What is being asked:
Nothing outside the range is wanted. Repeat exactly the lines below from the one with "Box the crucifix figure of christ." through the one with "Box the podium.".

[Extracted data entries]
==========
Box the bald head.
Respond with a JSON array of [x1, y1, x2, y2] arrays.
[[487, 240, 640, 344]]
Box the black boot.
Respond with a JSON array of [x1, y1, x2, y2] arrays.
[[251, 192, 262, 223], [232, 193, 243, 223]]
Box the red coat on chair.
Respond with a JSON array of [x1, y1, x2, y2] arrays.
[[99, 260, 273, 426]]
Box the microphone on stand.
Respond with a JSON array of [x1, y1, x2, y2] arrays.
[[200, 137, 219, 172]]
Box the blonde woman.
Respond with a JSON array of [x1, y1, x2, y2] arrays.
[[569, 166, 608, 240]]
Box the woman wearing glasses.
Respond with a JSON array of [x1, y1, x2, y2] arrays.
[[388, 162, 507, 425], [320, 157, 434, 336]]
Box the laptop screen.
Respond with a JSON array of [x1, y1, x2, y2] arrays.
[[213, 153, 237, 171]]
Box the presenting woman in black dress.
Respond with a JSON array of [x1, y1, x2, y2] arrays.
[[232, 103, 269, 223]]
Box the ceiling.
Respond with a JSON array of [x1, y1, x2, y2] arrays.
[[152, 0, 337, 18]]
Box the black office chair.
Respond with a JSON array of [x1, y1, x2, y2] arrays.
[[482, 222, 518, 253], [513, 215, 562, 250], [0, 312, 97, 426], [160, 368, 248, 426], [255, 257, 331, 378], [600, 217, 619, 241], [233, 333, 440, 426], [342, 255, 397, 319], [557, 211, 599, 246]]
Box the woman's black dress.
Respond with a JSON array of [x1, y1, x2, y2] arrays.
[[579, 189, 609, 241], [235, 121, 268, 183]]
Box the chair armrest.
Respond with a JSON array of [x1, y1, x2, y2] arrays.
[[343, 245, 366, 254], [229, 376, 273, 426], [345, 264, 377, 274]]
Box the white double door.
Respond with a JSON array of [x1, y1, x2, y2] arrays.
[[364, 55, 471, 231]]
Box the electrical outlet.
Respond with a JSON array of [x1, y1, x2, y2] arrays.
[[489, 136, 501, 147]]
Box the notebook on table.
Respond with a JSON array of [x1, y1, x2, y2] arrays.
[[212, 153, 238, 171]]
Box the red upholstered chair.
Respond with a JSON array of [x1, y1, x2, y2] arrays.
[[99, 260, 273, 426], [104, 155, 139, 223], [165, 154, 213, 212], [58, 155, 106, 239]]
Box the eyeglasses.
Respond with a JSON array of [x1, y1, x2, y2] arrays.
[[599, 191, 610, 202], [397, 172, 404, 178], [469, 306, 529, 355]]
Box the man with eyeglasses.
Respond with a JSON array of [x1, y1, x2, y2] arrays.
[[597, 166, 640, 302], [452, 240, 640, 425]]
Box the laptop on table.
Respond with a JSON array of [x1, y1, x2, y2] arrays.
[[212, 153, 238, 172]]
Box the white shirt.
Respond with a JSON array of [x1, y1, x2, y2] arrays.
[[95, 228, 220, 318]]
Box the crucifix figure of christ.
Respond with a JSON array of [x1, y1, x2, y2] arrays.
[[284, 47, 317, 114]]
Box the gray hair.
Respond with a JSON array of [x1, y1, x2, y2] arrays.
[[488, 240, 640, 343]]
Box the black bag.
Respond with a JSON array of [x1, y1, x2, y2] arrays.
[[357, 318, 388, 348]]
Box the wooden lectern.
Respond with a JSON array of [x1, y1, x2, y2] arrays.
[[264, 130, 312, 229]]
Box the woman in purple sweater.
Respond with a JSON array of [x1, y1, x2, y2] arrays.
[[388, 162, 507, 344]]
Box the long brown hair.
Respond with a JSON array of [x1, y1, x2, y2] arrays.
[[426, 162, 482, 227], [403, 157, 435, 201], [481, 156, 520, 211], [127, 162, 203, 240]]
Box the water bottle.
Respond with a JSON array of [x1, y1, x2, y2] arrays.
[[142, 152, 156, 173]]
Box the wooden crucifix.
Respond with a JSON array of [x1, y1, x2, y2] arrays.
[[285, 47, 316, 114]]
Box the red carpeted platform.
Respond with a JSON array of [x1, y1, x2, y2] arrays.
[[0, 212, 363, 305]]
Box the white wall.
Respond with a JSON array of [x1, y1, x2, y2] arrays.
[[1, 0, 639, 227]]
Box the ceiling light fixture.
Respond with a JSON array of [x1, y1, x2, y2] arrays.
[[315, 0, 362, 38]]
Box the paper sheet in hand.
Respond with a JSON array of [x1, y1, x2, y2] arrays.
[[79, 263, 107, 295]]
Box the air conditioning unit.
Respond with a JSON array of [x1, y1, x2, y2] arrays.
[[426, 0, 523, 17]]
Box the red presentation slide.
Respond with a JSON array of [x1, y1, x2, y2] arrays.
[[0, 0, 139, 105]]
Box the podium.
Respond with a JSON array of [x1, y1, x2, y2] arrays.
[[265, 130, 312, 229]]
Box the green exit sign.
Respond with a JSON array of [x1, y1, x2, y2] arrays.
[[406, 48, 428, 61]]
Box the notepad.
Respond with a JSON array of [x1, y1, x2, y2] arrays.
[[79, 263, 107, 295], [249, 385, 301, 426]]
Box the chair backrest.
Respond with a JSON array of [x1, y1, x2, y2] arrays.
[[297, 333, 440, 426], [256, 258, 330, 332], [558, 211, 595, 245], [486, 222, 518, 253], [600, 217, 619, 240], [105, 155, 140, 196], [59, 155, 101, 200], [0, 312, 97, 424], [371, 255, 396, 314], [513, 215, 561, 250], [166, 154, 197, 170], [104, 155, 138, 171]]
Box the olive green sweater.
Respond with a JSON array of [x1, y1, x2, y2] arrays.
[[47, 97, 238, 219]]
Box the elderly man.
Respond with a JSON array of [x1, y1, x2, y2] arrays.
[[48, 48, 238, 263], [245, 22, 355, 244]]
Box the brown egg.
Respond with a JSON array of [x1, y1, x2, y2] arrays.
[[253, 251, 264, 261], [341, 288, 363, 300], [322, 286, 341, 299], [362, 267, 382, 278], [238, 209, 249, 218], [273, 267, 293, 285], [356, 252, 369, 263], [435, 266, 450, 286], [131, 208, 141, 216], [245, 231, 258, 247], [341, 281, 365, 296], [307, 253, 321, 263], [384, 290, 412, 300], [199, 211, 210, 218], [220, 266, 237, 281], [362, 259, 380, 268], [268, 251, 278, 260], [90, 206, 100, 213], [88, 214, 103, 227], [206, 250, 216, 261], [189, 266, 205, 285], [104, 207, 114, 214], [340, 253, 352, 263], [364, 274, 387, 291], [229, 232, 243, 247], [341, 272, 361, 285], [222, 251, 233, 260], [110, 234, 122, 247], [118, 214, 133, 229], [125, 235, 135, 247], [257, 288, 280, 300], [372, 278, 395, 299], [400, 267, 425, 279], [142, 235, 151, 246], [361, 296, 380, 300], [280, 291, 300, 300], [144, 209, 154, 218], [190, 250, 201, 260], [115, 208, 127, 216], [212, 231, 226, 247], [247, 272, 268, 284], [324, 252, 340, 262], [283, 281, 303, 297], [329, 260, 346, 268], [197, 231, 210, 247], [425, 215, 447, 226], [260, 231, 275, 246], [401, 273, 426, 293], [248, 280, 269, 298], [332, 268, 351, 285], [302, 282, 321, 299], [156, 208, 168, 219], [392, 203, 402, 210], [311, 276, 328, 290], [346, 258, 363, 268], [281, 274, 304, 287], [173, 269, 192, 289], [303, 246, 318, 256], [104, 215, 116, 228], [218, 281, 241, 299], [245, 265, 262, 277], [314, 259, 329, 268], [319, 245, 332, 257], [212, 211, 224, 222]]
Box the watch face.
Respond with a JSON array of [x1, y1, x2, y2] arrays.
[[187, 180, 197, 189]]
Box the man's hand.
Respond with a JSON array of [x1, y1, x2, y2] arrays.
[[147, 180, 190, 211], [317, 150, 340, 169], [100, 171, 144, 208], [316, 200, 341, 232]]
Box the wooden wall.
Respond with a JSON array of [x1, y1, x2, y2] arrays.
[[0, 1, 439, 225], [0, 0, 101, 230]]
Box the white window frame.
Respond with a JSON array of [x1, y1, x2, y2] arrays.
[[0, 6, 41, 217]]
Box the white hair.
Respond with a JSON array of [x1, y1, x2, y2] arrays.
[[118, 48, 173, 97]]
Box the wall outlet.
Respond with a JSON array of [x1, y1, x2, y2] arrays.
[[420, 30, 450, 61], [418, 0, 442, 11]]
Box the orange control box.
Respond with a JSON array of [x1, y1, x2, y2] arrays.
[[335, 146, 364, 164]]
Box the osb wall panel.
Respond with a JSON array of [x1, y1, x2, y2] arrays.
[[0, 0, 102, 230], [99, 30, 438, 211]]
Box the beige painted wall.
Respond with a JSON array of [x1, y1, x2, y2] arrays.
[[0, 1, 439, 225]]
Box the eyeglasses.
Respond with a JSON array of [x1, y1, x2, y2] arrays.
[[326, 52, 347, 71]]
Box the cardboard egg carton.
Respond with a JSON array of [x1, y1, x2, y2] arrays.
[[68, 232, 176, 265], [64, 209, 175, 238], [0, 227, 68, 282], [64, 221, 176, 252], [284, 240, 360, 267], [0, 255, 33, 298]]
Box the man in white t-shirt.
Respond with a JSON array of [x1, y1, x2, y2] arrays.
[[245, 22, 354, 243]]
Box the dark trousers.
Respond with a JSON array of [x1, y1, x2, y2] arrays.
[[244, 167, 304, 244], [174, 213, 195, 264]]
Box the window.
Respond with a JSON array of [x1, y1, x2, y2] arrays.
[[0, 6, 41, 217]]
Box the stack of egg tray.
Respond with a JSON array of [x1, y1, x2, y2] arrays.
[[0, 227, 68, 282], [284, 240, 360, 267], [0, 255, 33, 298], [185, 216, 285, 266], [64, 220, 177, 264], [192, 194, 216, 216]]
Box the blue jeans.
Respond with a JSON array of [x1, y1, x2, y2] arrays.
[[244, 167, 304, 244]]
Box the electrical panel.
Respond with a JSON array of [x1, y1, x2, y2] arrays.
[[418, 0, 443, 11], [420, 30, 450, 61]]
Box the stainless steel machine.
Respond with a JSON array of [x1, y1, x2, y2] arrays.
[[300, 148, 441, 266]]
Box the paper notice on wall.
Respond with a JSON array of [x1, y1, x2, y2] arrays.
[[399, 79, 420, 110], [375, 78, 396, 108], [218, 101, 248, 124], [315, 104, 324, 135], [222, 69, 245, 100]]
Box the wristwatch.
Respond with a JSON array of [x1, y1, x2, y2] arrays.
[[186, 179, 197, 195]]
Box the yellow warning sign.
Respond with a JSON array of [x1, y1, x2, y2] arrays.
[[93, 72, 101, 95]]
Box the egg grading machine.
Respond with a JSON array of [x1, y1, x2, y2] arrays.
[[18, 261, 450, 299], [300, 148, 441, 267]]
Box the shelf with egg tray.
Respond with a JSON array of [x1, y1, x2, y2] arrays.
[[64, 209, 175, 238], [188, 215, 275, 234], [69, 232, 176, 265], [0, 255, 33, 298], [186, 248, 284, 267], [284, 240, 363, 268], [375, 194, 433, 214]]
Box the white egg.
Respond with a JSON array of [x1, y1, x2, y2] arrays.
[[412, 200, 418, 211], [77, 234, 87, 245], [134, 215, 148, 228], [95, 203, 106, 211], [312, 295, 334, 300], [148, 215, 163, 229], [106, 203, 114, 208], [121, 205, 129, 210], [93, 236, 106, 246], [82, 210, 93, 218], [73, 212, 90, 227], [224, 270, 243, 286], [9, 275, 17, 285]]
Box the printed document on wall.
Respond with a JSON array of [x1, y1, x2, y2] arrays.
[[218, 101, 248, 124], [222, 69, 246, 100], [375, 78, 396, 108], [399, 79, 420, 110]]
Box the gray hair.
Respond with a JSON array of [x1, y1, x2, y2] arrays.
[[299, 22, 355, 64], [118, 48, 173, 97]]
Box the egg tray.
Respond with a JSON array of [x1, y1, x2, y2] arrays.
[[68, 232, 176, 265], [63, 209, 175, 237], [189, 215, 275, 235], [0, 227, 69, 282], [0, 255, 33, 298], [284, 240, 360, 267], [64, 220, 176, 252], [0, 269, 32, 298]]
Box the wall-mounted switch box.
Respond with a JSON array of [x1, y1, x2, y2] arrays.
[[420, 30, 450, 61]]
==========
Exercise answer:
Box the crucifix figure of christ.
Respond with a JSON array of [x1, y1, x2, y2] arrays.
[[284, 47, 317, 114]]
Box the gray hair.
Respond with a JSON array of [x1, y1, x2, y2] arrays.
[[488, 240, 640, 343]]
Box the black bag.
Respond with a JSON array of [x1, y1, x2, y2] arrays.
[[357, 318, 388, 348]]
Box the wooden lectern.
Respond with a JSON array of [x1, y1, x2, y2] arrays.
[[264, 130, 312, 229]]
Box the woman in purple sweater.
Respond with a JSON array of [x1, y1, x2, y2] arrays.
[[388, 162, 507, 344]]
Box the long brown hair.
Respond with a JSON array of [x1, y1, x2, y2] arrays.
[[426, 162, 482, 227], [403, 157, 435, 201], [481, 156, 520, 211], [127, 162, 203, 240]]
Box the water bottle.
Respond with a JSON array of [x1, y1, x2, y2] arrays.
[[142, 152, 156, 173]]
Box the wooden crucifix.
Respond with a JSON array of [x1, y1, x2, y2] arrays.
[[285, 47, 316, 114]]
Box the red carpeted platform.
Respond with a JSON array of [x1, y1, x2, y2] arrays.
[[0, 212, 363, 305]]
Box the white wall.
Respond with a JSON array of [x1, y1, x2, y2] arrays.
[[1, 0, 639, 227]]
Box the ceiling light fixture.
Respond with a JSON array of [x1, y1, x2, y2] arrays.
[[315, 0, 362, 38]]
Box the paper sheet in hand.
Respond with a JSON array of [x1, y1, x2, y2] arrays.
[[79, 263, 107, 295]]
Box the air conditioning unit.
Respond with a JSON array of [x1, y1, x2, y2] arrays.
[[426, 0, 523, 17]]
Box the red presentation slide.
Respond with a JSON array of [x1, y1, x2, y2] arrays.
[[0, 0, 139, 105]]
Box the podium.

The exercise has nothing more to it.